# INPUT DATA start
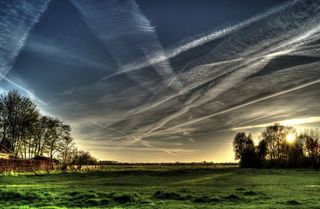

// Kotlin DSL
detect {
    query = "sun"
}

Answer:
[286,134,296,143]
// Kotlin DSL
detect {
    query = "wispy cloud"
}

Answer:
[0,0,49,80]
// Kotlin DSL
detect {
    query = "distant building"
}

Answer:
[98,160,119,165]
[0,143,12,159]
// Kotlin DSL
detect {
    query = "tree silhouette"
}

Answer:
[233,123,320,168]
[0,91,94,167]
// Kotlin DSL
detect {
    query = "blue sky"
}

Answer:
[0,0,320,162]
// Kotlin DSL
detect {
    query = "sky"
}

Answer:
[0,0,320,162]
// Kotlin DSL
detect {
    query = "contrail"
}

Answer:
[0,0,50,80]
[72,0,181,89]
[105,0,299,79]
[170,79,320,129]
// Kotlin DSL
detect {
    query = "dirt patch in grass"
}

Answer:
[224,194,240,200]
[286,200,301,205]
[243,191,258,196]
[62,191,150,207]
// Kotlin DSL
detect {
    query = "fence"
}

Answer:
[0,159,54,173]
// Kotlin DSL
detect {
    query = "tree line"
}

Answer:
[0,91,96,165]
[233,123,320,168]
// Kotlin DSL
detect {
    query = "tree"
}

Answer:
[0,91,39,158]
[262,123,294,160]
[299,129,320,158]
[233,132,257,167]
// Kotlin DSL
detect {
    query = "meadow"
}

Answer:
[0,165,320,209]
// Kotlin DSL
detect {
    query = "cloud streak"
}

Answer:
[0,0,49,79]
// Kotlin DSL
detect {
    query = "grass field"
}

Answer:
[0,166,320,209]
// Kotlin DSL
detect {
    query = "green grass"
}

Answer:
[0,165,320,209]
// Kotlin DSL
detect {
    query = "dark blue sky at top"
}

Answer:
[137,0,285,46]
[0,0,320,161]
[13,0,284,95]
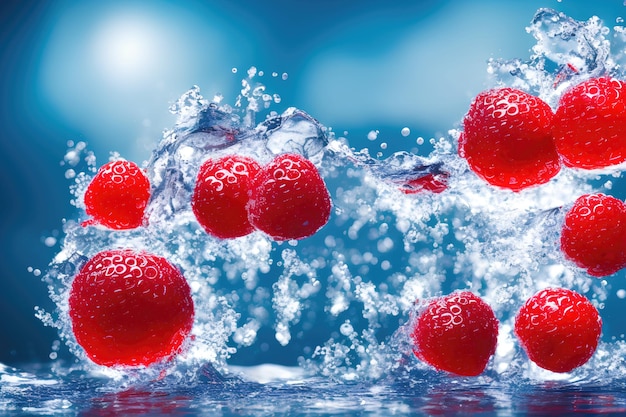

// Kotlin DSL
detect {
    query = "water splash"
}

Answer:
[31,9,625,392]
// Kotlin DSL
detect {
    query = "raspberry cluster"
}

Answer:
[69,154,331,366]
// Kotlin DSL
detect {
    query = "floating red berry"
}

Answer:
[85,161,150,230]
[515,288,602,372]
[561,194,626,277]
[459,87,560,191]
[411,291,498,376]
[191,155,260,239]
[553,77,626,169]
[69,249,194,366]
[400,172,450,194]
[248,154,331,240]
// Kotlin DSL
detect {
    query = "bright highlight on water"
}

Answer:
[0,9,626,413]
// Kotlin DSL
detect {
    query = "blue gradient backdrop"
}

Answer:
[0,0,624,364]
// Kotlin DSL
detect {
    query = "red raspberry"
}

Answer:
[69,249,194,366]
[411,291,498,376]
[561,194,626,277]
[552,77,626,169]
[459,87,561,191]
[515,288,602,372]
[191,155,261,239]
[248,154,331,240]
[399,172,450,194]
[83,161,150,230]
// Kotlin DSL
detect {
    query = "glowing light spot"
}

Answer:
[92,14,161,83]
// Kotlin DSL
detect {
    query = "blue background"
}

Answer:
[0,0,625,364]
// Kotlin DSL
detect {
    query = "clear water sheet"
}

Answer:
[0,9,626,415]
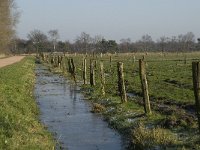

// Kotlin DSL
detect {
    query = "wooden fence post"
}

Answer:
[192,62,200,131]
[100,61,106,96]
[83,58,87,84]
[133,55,135,63]
[117,62,127,103]
[139,59,151,114]
[109,56,112,72]
[70,58,76,83]
[90,60,96,86]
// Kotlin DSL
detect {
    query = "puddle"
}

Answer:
[35,64,125,150]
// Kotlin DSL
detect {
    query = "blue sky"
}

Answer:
[16,0,200,41]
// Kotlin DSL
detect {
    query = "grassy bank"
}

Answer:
[0,57,55,150]
[44,53,200,149]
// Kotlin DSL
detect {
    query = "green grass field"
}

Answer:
[45,52,200,149]
[0,57,55,150]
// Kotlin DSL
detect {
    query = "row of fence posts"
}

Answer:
[41,54,151,114]
[41,54,200,130]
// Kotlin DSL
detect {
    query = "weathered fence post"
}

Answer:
[67,58,72,74]
[83,58,87,84]
[192,62,200,131]
[90,60,96,86]
[133,55,135,63]
[117,62,127,103]
[184,56,187,65]
[139,59,151,114]
[70,58,76,83]
[109,56,112,72]
[100,61,106,96]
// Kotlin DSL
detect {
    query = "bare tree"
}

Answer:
[75,32,92,53]
[140,34,153,51]
[120,38,131,52]
[27,30,47,53]
[48,30,60,51]
[0,0,19,53]
[158,36,169,53]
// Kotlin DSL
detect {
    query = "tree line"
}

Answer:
[11,30,200,53]
[0,0,19,54]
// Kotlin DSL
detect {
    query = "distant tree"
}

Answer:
[92,35,104,52]
[101,39,118,53]
[158,36,169,53]
[27,29,47,53]
[75,32,92,53]
[140,34,153,51]
[184,32,195,51]
[0,0,19,53]
[120,38,131,52]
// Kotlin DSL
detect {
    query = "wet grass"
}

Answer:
[0,57,55,149]
[45,53,200,149]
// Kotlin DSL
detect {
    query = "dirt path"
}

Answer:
[0,56,25,68]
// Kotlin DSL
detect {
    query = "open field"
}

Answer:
[43,52,200,149]
[0,57,55,149]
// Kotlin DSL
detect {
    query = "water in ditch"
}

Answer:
[35,64,125,150]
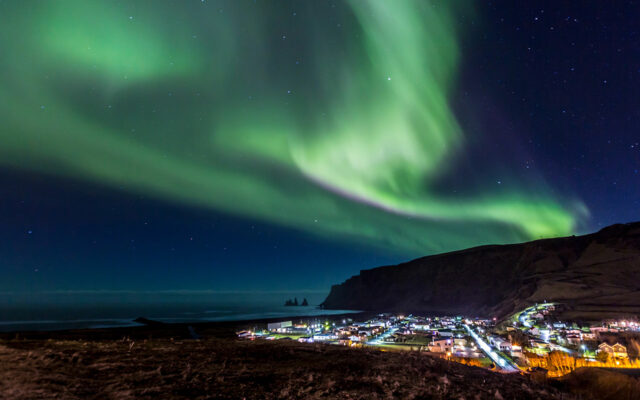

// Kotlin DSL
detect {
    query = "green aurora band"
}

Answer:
[0,0,586,254]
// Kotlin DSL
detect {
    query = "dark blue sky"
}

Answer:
[0,1,640,292]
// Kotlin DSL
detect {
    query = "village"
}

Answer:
[238,303,640,377]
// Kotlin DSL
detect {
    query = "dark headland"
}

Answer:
[0,223,640,400]
[323,222,640,320]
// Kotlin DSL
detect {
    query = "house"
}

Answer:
[267,321,292,333]
[596,343,628,358]
[429,339,453,353]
# INPUT DATA end
= GIVEN REQUEST =
Can you pull out every one of the records above, line for line and unchanged, leaving out the pictures?

= FINAL ANSWER =
// Kotlin DSL
detect {
    query = "sun"
}

Answer:
[286,134,296,143]
// Kotlin DSL
detect {
    query = "wispy cloud"
}

Answer:
[0,0,49,80]
// Kotlin DSL
detect {
    query = "distant building"
}

Answer:
[98,160,119,165]
[0,143,12,159]
// Kotlin DSL
detect {
    query = "tree silhouette"
}

Answer:
[233,123,320,168]
[0,91,94,167]
// Kotlin DSL
detect {
    query = "blue sky"
}

Answer:
[0,0,320,162]
// Kotlin DSL
detect {
    query = "sky"
}

Answer:
[0,0,320,162]
// Kotlin DSL
detect {
    query = "contrail"
}

Answer:
[0,0,50,80]
[72,0,181,89]
[105,0,299,79]
[170,79,320,129]
// Kotlin DSL
detect {
    query = "dirt patch in grass"
}

Answer:
[224,194,240,200]
[286,200,301,205]
[243,191,258,196]
[62,191,150,207]
// Kotlin DSL
detect {
    query = "fence"
}

Answer:
[0,159,54,173]
// Kotlin DSL
detect {
    query = "tree line"
}

Answer:
[0,91,96,165]
[233,123,320,168]
// Kotlin DSL
detect {
    query = "tree"
}

Answer:
[0,91,39,158]
[262,123,294,160]
[299,129,320,158]
[233,132,257,167]
// Kotlin DSL
detect {
    query = "meadow"
}

Answer:
[0,165,320,209]
// Kotlin DSL
detect {
    query = "cloud streak"
}

Answer:
[0,0,49,79]
// Kotlin DSL
detect {
    query = "grass field"
}

Answer:
[0,166,320,209]
// Kotlin DSL
detect {
    query = "green grass"
}

Answer:
[0,165,320,209]
// Kotlin DSL
detect {
    query = "dark blue sky at top"
}

Answer:
[137,0,285,46]
[0,0,320,161]
[13,0,284,95]

// Kotlin DSL
detect {
    query = "water splash"
}

Answer:
[31,9,625,392]
// Kotlin DSL
detect {
    query = "raspberry cluster"
}

Answer:
[69,154,331,366]
// Kotlin DSL
detect {
    query = "floating red berry"
}

Answer:
[85,161,150,230]
[515,288,602,372]
[561,194,626,277]
[459,87,560,191]
[411,291,498,376]
[191,155,260,239]
[553,77,626,169]
[69,249,194,366]
[400,172,450,194]
[248,154,331,240]
// Kotlin DSL
detect {
    query = "bright highlight on water"
}

Answer:
[0,9,626,413]
// Kotlin DSL
detect {
    query = "blue gradient backdrop"
}

Answer:
[0,0,624,364]
// Kotlin DSL
detect {
    query = "red raspberry"
}

Answer:
[69,249,194,366]
[411,291,498,376]
[561,194,626,277]
[552,77,626,169]
[459,87,561,191]
[515,288,602,372]
[191,155,261,239]
[248,154,331,240]
[399,172,450,194]
[83,161,150,230]
// Kotlin DSL
detect {
    query = "glowing light spot"
}

Answer:
[92,14,161,83]
// Kotlin DSL
detect {
    query = "blue background"
}

Answer:
[0,0,625,364]
// Kotlin DSL
detect {
    query = "clear water sheet"
}

Answer:
[0,9,626,415]

// Kotlin DSL
detect {
    query = "wooden fence post"
}

Answer:
[192,62,200,131]
[100,61,106,96]
[83,58,87,84]
[133,55,135,63]
[117,62,127,103]
[139,59,151,114]
[109,56,112,72]
[70,58,76,83]
[90,60,96,86]
// Kotlin DSL
detect {
    query = "puddle"
}

Answer:
[35,64,125,150]
// Kotlin DSL
detect {
    query = "blue sky"
}

Answer:
[16,0,200,41]
// Kotlin DSL
detect {
    query = "grassy bank"
}

Answer:
[0,57,55,150]
[44,53,200,149]
// Kotlin DSL
detect {
    query = "green grass field"
}

Answer:
[45,52,200,149]
[0,57,55,150]
// Kotlin DSL
detect {
    query = "row of fence posts"
}

Answer:
[41,54,151,114]
[41,54,200,130]
// Kotlin DSL
detect {
    query = "weathered fence post"
}

Answer:
[67,58,72,74]
[83,58,87,84]
[192,62,200,131]
[90,60,96,86]
[133,55,135,63]
[117,62,127,103]
[184,56,187,65]
[139,59,151,114]
[70,58,76,83]
[109,56,112,72]
[100,61,106,96]
// Kotlin DSL
detect {
    query = "bare tree"
}

Answer:
[75,32,92,53]
[140,34,153,51]
[120,38,131,52]
[27,30,47,53]
[48,30,60,51]
[0,0,19,53]
[158,36,169,53]
// Kotlin DSL
detect {
    query = "tree line"
}

Answer:
[11,30,200,53]
[0,0,19,54]
// Kotlin DSL
detect {
    query = "distant tree"
}

Answer:
[92,35,104,52]
[101,39,118,53]
[158,36,169,53]
[27,29,47,53]
[75,32,92,53]
[140,34,153,51]
[184,32,195,51]
[0,0,19,53]
[120,38,131,52]
// Kotlin DSL
detect {
    query = "wet grass"
}

Answer:
[0,57,55,149]
[45,53,200,149]
// Kotlin DSL
detect {
    query = "dirt path"
}

Answer:
[0,56,25,68]
// Kotlin DSL
detect {
    query = "open field"
}

Answer:
[43,52,200,149]
[0,57,55,149]
// Kotlin DSL
detect {
    query = "water in ditch"
}

Answer:
[35,64,125,150]

// Kotlin DSL
detect {
    query = "green aurora band"
}

Answer:
[0,0,586,254]
// Kotlin DSL
detect {
    query = "dark blue sky"
}

Answer:
[0,1,640,292]
// Kotlin DSL
detect {
    query = "village"
}

Answer:
[238,303,640,377]
// Kotlin DSL
detect {
    query = "dark headland"
}

Answer:
[0,223,640,400]
[323,222,640,320]
// Kotlin DSL
detect {
    query = "house"
}

Answer:
[267,321,292,333]
[596,343,628,358]
[429,339,453,353]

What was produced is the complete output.